- Written exercise
Make an exact copy of the data below, leaving out every picture.

(Point-based annotation data)
----
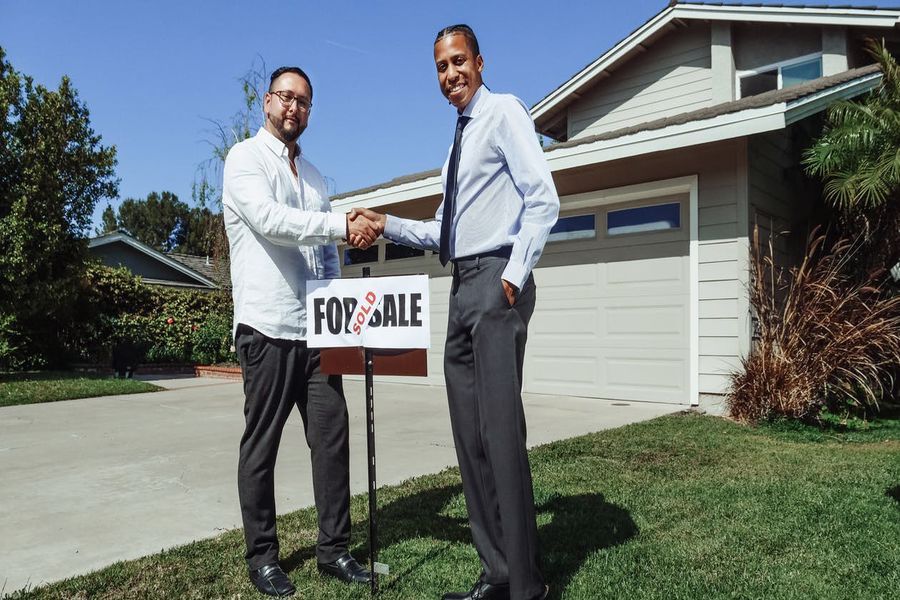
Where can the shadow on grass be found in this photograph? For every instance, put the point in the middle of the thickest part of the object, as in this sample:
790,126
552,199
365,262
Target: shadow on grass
894,493
578,526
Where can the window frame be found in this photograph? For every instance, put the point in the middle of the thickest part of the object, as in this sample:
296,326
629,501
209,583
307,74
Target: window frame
583,213
778,67
652,202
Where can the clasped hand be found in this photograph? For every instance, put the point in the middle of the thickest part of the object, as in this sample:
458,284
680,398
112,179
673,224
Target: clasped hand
363,227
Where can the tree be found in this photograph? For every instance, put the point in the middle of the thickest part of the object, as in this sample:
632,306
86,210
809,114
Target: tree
200,228
108,224
207,190
157,220
858,156
53,171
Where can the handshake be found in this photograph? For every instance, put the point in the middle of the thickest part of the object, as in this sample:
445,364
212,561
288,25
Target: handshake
363,227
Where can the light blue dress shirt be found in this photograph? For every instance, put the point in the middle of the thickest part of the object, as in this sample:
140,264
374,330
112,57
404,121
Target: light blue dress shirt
505,193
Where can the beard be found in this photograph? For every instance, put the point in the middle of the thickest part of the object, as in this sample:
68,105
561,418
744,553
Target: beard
288,131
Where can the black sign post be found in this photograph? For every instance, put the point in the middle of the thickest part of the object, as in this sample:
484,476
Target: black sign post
368,361
370,443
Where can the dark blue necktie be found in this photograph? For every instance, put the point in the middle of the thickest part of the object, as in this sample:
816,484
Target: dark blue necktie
450,192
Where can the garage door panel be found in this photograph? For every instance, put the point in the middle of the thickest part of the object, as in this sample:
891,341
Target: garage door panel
566,282
642,319
575,323
579,368
656,377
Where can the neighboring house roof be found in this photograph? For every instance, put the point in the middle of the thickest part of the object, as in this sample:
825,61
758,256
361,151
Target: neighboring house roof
204,265
550,109
190,277
747,116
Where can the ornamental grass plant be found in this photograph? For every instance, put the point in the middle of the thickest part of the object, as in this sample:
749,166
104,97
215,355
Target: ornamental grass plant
825,337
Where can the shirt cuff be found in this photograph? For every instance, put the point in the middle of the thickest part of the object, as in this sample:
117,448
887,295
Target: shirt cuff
516,274
337,226
392,228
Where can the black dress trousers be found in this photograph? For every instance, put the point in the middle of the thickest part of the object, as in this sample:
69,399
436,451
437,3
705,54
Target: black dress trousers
279,375
483,360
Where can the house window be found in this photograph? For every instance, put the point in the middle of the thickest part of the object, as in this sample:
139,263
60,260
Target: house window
779,76
577,227
355,256
656,217
394,251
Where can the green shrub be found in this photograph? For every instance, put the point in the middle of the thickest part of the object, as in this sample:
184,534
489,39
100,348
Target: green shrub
120,314
212,341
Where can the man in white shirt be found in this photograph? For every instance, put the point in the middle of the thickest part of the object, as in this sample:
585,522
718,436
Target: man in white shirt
282,234
499,205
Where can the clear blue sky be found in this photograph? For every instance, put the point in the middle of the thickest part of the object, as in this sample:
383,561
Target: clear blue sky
151,72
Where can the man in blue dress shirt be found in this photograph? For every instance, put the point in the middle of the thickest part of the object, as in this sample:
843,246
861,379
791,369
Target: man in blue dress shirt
499,206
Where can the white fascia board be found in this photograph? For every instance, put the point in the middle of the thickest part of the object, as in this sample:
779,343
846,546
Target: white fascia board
118,237
595,68
814,103
807,15
723,127
747,122
845,17
413,190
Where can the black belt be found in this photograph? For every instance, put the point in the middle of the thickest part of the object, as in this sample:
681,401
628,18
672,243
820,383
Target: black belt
501,252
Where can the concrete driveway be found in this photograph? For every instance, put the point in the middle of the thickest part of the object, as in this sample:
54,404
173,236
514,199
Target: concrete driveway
86,483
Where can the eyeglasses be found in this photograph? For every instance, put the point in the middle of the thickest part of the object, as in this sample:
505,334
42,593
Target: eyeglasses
287,99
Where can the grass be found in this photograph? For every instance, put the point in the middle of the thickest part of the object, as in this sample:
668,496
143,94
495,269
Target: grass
52,386
680,507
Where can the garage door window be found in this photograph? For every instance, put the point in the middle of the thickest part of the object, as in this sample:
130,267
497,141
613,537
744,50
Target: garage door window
394,251
355,256
577,227
656,217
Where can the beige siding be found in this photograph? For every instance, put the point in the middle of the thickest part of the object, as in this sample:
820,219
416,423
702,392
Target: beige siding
673,77
777,200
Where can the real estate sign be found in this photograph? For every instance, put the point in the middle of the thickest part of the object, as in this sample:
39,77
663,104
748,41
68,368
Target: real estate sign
374,312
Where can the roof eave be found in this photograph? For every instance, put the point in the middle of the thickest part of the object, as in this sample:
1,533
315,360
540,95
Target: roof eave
732,125
127,239
545,111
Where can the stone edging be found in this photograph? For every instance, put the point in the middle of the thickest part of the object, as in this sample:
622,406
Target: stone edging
214,371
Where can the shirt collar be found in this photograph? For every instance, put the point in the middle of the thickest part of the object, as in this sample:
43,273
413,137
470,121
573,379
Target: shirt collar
476,103
274,144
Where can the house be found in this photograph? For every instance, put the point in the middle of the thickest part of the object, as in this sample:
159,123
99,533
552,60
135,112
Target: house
185,271
673,144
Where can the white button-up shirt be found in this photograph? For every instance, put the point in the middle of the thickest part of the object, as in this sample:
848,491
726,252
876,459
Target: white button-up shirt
505,193
281,232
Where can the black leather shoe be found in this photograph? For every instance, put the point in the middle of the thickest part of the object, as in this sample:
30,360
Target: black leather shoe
272,581
347,570
545,594
481,591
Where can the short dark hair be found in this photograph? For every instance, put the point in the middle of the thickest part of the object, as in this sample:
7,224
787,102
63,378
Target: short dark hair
282,70
463,29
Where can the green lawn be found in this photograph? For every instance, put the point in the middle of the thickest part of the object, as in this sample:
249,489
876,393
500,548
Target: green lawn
678,507
51,386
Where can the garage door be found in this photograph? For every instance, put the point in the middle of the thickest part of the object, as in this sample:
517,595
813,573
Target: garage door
612,315
613,319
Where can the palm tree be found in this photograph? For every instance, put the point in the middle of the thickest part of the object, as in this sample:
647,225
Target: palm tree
858,157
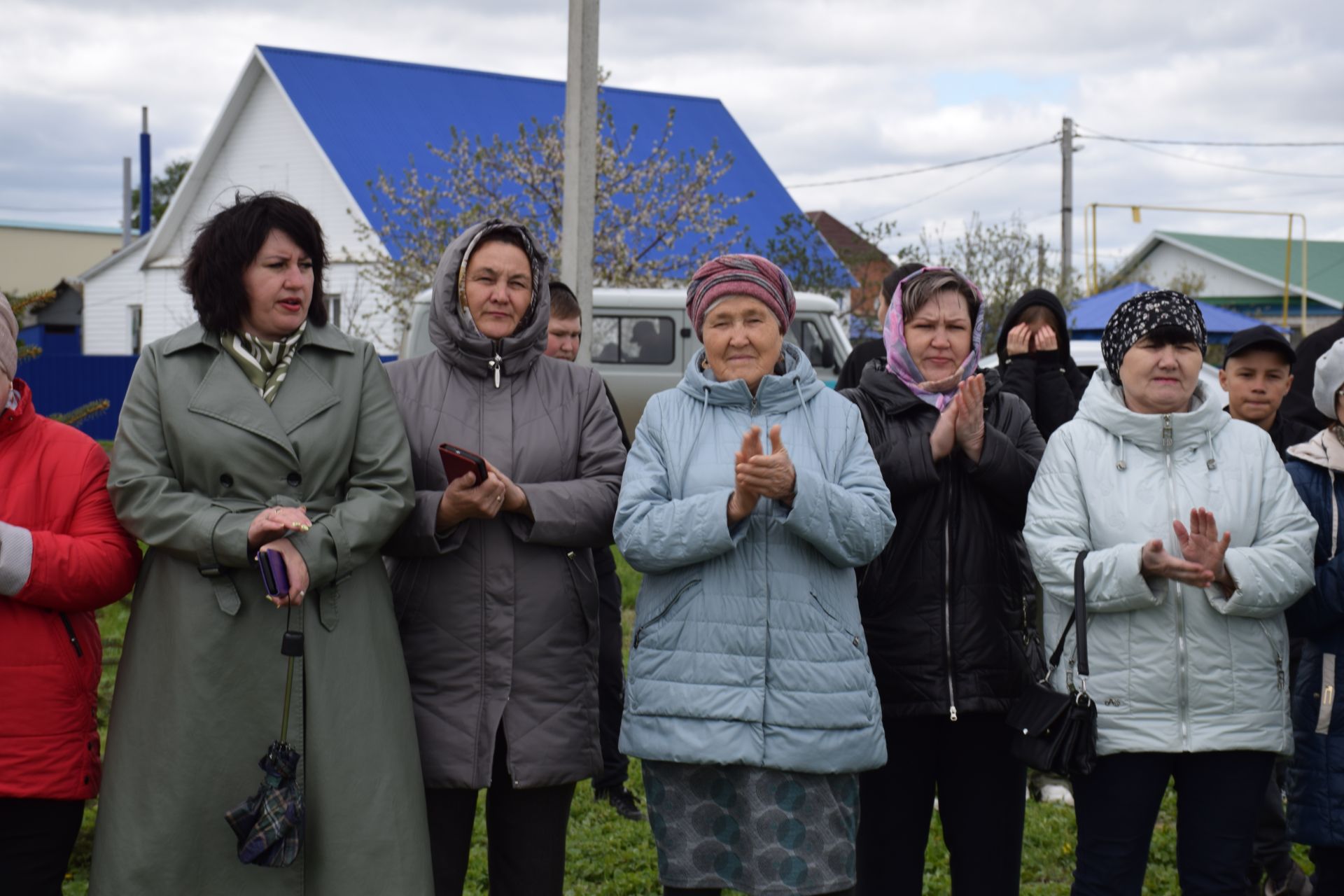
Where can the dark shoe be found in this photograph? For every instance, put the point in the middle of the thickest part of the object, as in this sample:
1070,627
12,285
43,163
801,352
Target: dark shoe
622,801
1297,884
----
- Answer to this task
Where can the shadow on grass be found in this photograph? For every instance, put the point in the middle of the thickest part of the object, as in this sample:
790,126
552,199
365,262
Target: shadow on grass
894,493
578,526
Where can the window frame be found in this photograph? For every instance, put the point in the middle of the thickest part of the object, as in this sample:
296,326
629,501
209,583
307,74
Target: window frame
583,213
778,67
652,202
Where can the clasped hand be found in this photograph? For every instance, put the point in the middle of the thickest part of the object, as in this sample:
458,284
680,398
112,179
673,224
Target: clasped hand
363,227
Where can the tree be found in this photograph? For every instance, put the point in the middle of the thickest part of the object, as in this sample:
632,306
86,210
809,114
Target: tree
200,228
108,224
207,190
157,220
858,156
53,171
Where can the handshake be found in this photograph? For every instance, put the point in the middle of the thickest part of the object, as in this sample:
445,364
212,561
288,25
Target: handshake
363,227
Where can the light blue dress shirt be found in this photograph? For every instance, put the point in the middle of the thickest part of the object, as in this sample:
140,264
374,330
112,57
404,121
Target: light blue dress shirt
505,193
Where can the beard be found in this photograph? For every instance, put the point in the middle of the thickest part of the object, as in this sample:
68,105
561,418
744,553
Target: beard
288,131
Where can the black sign post be found in this photograph? For every instance, put the point in the middle of the thickest part of the object, as in this sample:
484,476
Target: black sign post
368,361
370,443
Where can the dark blue necktie be found in this photograph? For every instance, put the point in the middle of the thickest part of the object, as in this sample:
816,484
Target: dark blue necktie
450,192
Where can the garage door panel be found in this photograph? For every instance, put the point in the middle of the thickest part of the object, as in this sample:
891,341
Target: garage door panel
566,282
642,319
575,323
579,368
656,377
Where can the neighboring house roof be found in this photograph? For every instance, put the point in the middle of the thickest part of the object, as in this sample:
825,61
758,256
361,151
Target: neighboring house roof
204,265
550,109
190,277
747,116
Where can the ornamental grass plant be found in this photograph? For every instance, put the point in the middle of the thickest part of the object, as in this sample:
749,166
104,97
215,355
Target: ornamental grass plant
825,337
Where can the shirt cuff be found in this photograph? For every instance, put the point in the middle of the thickest part of the object, as in this sample:
117,448
887,295
Target: shirt cuff
516,274
337,226
392,228
Where can the black dress trousers be found in this photograph? For every instance, put the point in the middle of the thickest part of the object, as in this sample:
69,399
436,451
437,3
705,54
Target: black dress trousers
279,375
483,360
Where can the house window be found in this photograph? For every instance, put the point in the middle of the thickest part of the object, as in this sample:
139,263
60,260
Target: house window
779,76
577,227
355,256
656,217
394,251
Where can the green shrub be found in this photograph? For every instance, put the point in the middle of the thickest part of the object, as in this sample:
184,534
489,39
100,348
Target: green shrub
120,314
212,341
Where can the man in white shirt be found in this photograph? For every instance, put the point in the middle of the thickest part of the object, as in this sample:
585,522
718,436
Target: man in white shirt
282,234
499,205
Where can the clear blue sky be found in this photograph? For every instance, put the point in the middle of the thickest part of the object, as in this sample:
383,561
Target: clear blue sky
151,72
Where can the man in blue dress shirt be found in this photograph? For every instance, put the point in the middle of the thickest part of the object, as in this sample:
843,246
861,379
791,369
Target: man in blue dress shirt
499,206
Where can the white fascia board be found in this photograph? For every instance, put the point in the middle of the thickest part of the object, as in this sample:
779,343
846,546
Target: white fascia board
118,237
595,68
814,103
807,15
723,127
747,122
845,17
413,190
Where can the black belt be found in this photograph? For every instance, put the point in the middle of the thickest part of the object, as in this sample:
681,401
628,18
672,243
820,383
Target: black belt
501,252
Where can the concrete driveway be found in this photograph? For every instance, put the point in the middle of the thickest part of the object, as in this sample:
54,404
173,236
514,199
Target: concrete driveway
86,483
Where can the eyeglasses be found in this photograph? For every instance, put the point in the middle of the thickest part of the object, as in this sample:
505,334
42,593
Target: eyeglasses
287,99
Where can the grass be found in this photograph? For every instance, put the point in the middle of the thickest part of the object, as in this sample:
668,496
143,94
495,269
Target: grass
52,386
680,507
Where can the garage door window be found in this photograph? For every instance, put the point in the middle of the thickest part of the object, as in this sample:
130,267
497,141
613,537
744,50
Target: garage door window
394,251
355,256
577,227
656,217
Where can the beige siding be found in this photograph? For every instance, put the point in the middle of the thickest part of the object, as in this sample:
820,219
416,423
702,392
Target: beige siding
673,77
777,200
Where can the real estate sign be found in this photograph? For every instance, put the point in the middle of the thickest part of the object, as in this sample:
39,77
663,104
748,41
68,368
Target: real estate sign
374,312
Where can the roof eave be found in this photograph? For every instance, put the point in the middle of the thickest part of the object, as in this sample:
1,533
315,360
540,95
Target: roof eave
732,125
127,239
545,111
Where can the stone edging be found in this photograph? For every instance, put the point in the middle of the thickest part of the object, as in this sample:
622,406
Target: stone edging
214,371
Where can the shirt collar be found in this photograph? For every instance, put the point in the middle of the thickest part of the object, as in this sample:
43,273
413,137
470,121
573,379
Target: shirt collar
476,103
274,144
Where can the house be found in this photograph? For every instance, put the point in the middle of the thickest part of the object, as in this sample:
159,123
99,533
552,60
135,112
Target: house
185,271
673,144
Where can the white button-up shirt be found in this photograph? For every instance, put the point in the middle of the thickest part of the object, as in this sample:
848,491
726,252
876,459
Target: white button-up shirt
505,193
281,232
Where can the black leather shoe be found in this photograph? For every instance, put the point in the middle of the thickest part of the object, as in this sample:
30,360
Target: black leather shoe
272,581
347,570
545,594
481,591
Where can the short dark hair be found in this photograph? For every instance, put the point in the middle of the thickest part of the object, as in this sample:
7,224
787,102
63,378
Target: short dark hair
282,70
463,29
Where can the green lawn be found in this photograph? For every instance, put the point in the middle of the thickest part of the object, as in this sample:
249,489
876,393
500,548
Target: green lawn
678,507
51,386
Where can the garage door be found in this photograph? For every instance, put the point in the middle of the thickest part of the object, as in this sample:
517,595
813,573
Target: garage door
612,315
613,319
Where can the palm tree be found in this photograph? For every instance, put the point in the middle of the thickest part of the object, as in this sample:
647,225
Target: palm tree
858,157
Where can the dark shoe be found in this photograph? For every instance, put the point in the middle of the thickest part of the object, as in this sample:
1070,627
12,285
43,163
801,352
Target: dark shoe
622,801
1297,884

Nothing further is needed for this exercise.